**Exercise objective:** Copy out every one of the records below word for word, keeping each line and number unchanged.

Stored data entries
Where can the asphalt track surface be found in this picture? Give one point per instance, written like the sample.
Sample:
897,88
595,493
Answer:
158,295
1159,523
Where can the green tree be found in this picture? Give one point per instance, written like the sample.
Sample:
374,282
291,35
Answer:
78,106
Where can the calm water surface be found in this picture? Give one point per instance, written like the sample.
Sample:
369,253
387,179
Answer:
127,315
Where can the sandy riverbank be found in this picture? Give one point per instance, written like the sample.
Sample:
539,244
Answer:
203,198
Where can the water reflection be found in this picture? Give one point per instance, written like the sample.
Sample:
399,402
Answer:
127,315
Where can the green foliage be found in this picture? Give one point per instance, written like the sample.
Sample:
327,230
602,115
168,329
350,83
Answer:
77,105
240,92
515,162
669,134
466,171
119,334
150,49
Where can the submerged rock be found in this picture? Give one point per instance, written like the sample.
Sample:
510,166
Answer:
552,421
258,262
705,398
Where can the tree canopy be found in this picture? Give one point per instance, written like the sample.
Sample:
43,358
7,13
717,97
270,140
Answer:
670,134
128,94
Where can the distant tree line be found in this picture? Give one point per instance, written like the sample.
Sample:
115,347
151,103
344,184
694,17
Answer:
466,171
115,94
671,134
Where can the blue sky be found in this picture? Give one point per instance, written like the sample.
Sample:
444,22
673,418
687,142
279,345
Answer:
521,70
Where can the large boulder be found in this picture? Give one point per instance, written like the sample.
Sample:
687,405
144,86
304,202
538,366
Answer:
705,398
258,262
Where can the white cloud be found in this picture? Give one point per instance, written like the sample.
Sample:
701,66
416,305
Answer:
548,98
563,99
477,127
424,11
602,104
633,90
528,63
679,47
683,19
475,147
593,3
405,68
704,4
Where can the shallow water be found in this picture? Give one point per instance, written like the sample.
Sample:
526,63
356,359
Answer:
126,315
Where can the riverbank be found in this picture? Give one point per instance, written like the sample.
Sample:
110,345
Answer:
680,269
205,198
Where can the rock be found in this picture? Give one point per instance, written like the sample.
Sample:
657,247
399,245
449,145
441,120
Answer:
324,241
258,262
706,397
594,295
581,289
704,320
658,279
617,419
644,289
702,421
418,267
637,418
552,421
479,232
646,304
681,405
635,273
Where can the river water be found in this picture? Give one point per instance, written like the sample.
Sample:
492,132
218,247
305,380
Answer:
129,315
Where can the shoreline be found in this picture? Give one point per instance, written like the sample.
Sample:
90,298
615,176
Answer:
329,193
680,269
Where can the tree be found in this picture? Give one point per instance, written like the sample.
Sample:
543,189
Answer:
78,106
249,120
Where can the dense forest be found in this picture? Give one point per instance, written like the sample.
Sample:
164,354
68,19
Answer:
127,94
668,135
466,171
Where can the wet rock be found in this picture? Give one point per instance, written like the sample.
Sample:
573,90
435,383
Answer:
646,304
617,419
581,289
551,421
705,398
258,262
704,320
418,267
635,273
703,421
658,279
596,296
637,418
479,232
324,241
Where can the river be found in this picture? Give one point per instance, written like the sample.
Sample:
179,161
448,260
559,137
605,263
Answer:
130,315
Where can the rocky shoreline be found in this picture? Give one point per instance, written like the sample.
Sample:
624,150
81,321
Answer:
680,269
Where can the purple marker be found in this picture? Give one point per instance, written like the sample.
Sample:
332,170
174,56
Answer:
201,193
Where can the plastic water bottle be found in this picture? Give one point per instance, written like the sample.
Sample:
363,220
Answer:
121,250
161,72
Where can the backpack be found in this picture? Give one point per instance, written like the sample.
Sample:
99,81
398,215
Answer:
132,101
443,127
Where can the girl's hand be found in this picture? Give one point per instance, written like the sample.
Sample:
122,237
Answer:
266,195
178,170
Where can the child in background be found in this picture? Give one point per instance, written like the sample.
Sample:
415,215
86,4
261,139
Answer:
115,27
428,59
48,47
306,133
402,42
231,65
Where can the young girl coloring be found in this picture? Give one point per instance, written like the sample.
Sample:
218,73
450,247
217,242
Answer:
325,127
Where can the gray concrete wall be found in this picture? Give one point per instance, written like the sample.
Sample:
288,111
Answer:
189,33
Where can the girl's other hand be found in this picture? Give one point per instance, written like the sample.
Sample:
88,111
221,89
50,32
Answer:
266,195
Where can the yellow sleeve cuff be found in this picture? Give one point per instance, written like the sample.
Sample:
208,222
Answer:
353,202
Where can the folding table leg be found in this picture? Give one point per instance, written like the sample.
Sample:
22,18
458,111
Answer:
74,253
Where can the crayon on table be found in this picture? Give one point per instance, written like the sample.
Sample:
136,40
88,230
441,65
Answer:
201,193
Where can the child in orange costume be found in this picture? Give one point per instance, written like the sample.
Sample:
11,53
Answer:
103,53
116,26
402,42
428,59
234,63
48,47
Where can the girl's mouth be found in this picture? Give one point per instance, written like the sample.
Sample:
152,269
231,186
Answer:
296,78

**Response:**
Where can the asphalt track surface be found in this picture? Give one point per instance, written like the sample.
Sample:
897,88
595,493
Answer:
158,295
1159,523
Where can the green tree be found in this picture? Give one point per instance, written like the sample.
Sample:
374,282
291,35
Answer:
78,106
Where can the calm water surface be found in this picture? Give one point per instance, written like the sample.
Sample:
369,253
387,179
Answer:
127,315
Where can the sandy riverbank be found in this picture? Give one point per instance, written like the sample.
Sample:
539,244
Answer:
203,198
Where can the water reflection be found in this picture? Give one point per instance, written like the sample.
Sample:
399,402
Answer:
127,315
Where can the green foliage be found in this picture? Give one point per instance, written like the sample.
Sample:
327,230
602,115
168,329
350,83
Answer:
77,105
240,92
515,162
669,134
466,171
119,334
150,49
Where can the submerged rock be found in this picture? Give one point per instance, written like the sample.
Sample:
510,166
Answer:
552,421
258,262
705,398
Where can the tree canopy be found in this picture? Give one point per instance, written like the sample.
Sample:
43,358
7,13
717,97
270,140
Answer:
670,134
128,94
Where can the distant tree line be found in this picture? Give one point per instance, written like the sample.
Sample:
115,347
151,103
344,184
694,17
Answer:
466,171
115,94
671,134
Where can the blue sky be found in this picture? Give one point per instance, written like the sample.
Sample:
444,22
673,418
687,142
279,345
Answer:
521,70
Where can the large boulder be found in this picture? Give one point per instance, written like the sample.
Sample:
687,405
144,86
304,202
538,366
Answer:
705,398
258,262
Where can the white cloud be found in this picture? Give one point per instance, written like the sample.
Sample:
701,66
416,305
Answer:
548,98
563,99
477,127
424,11
602,104
633,90
528,63
679,47
683,19
475,147
593,3
405,68
704,4
Where can the shallow water be found in this picture? Give one point per instance, written like the sample.
Sample:
526,63
356,359
Answer:
126,315
Where can the riverbank be found in this picture? Give one point per instance, written like the sample.
Sample:
110,345
Answer:
680,269
205,198
Where can the rock be found in this picture? Give one point per instance, written like the sample.
Sample:
657,247
399,245
449,145
441,120
Answer:
324,241
258,262
706,397
594,295
581,289
704,320
658,279
617,419
644,289
702,421
418,267
637,418
552,421
479,232
646,304
681,405
635,273
Where can the river water be found in this picture? Give one point per instance, written like the sample.
Sample:
492,132
218,247
305,380
Answer:
129,315
Where can the shoreline be found in this picture? Give one point per instance, written like the sample.
Sample:
90,298
615,176
Answer:
329,193
680,269
Where can the tree be found in this picture? Give one point per instance, written like the sample.
Sample:
543,189
Answer:
78,106
249,120
Where can the dense forest be found in this picture? Give one point per instance, written like the sample.
Sample:
164,354
68,19
Answer:
127,94
668,135
466,171
Where can the wet rock be found in this picture? Give one point per instance, written like the sample.
Sample:
573,90
435,383
Answer:
646,304
617,419
581,289
551,421
705,398
258,262
704,320
418,267
635,273
703,421
658,279
596,296
637,418
479,232
324,241
Where can the river be found in this picture? Give one point per instance, written like the sample.
Sample:
179,161
448,260
559,137
605,263
Answer:
130,315
Where can the rocky shoreline be found in this picture? Give one point per instance, written like the sample.
Sample:
624,150
81,321
Answer:
680,269
Where can the purple marker be found in this picture? Give one point per instance, written like the sample.
Sample:
332,170
174,56
Answer:
201,193
Where can the plastic water bottle be found in this picture? Give one point per instance, written like the sample.
Sample:
363,220
Answer:
121,250
161,72
Where can the backpack be found in this picture? Give one point per instance, written like the sample.
Sample:
99,81
398,215
Answer:
132,101
443,127
Where can the girl's hand be found in this picture? Give one point per instance, written like the sample.
Sample:
122,237
Answer:
266,195
178,170
Where can the child in background be found in this picture? Give one point per instance, written like the sample.
Sample:
415,215
86,4
261,139
Answer:
115,27
428,59
48,47
306,133
402,42
231,65
Where can the young girl coloring be found in this picture? Give one point per instance, written like the sample.
Sample:
218,73
450,247
217,242
Answer:
325,127
Where can the gray concrete wall be found in this picture? Give one point per instance, written like the sample.
Sample:
288,111
Answer:
189,33
Where can the girl's other hand be found in this picture? Give one point per instance, written like the sample.
Sample:
88,111
221,89
50,32
Answer:
266,195
Where can the yellow sleeve cuff be found in this picture? Give one point per instance, written like the sample.
Sample:
208,222
Answer:
353,202
Where can the folding table leg be found in this picture? Give one point per instance, written like the sample.
Sample:
22,18
458,111
Answer:
74,253
Where can the crayon on table be found in this picture? Give one point per instance, written like the sample.
Sample:
136,40
88,230
441,65
Answer:
201,193
Where can the child in orange costume be found in this picture? Give one point per instance, written like the sample.
Sample:
11,53
Answer:
103,53
116,26
402,42
428,59
234,63
48,47
Where can the girl's mouth be found in this picture? Give one point per instance, written like the sample.
Sample:
152,269
231,186
Answer:
296,78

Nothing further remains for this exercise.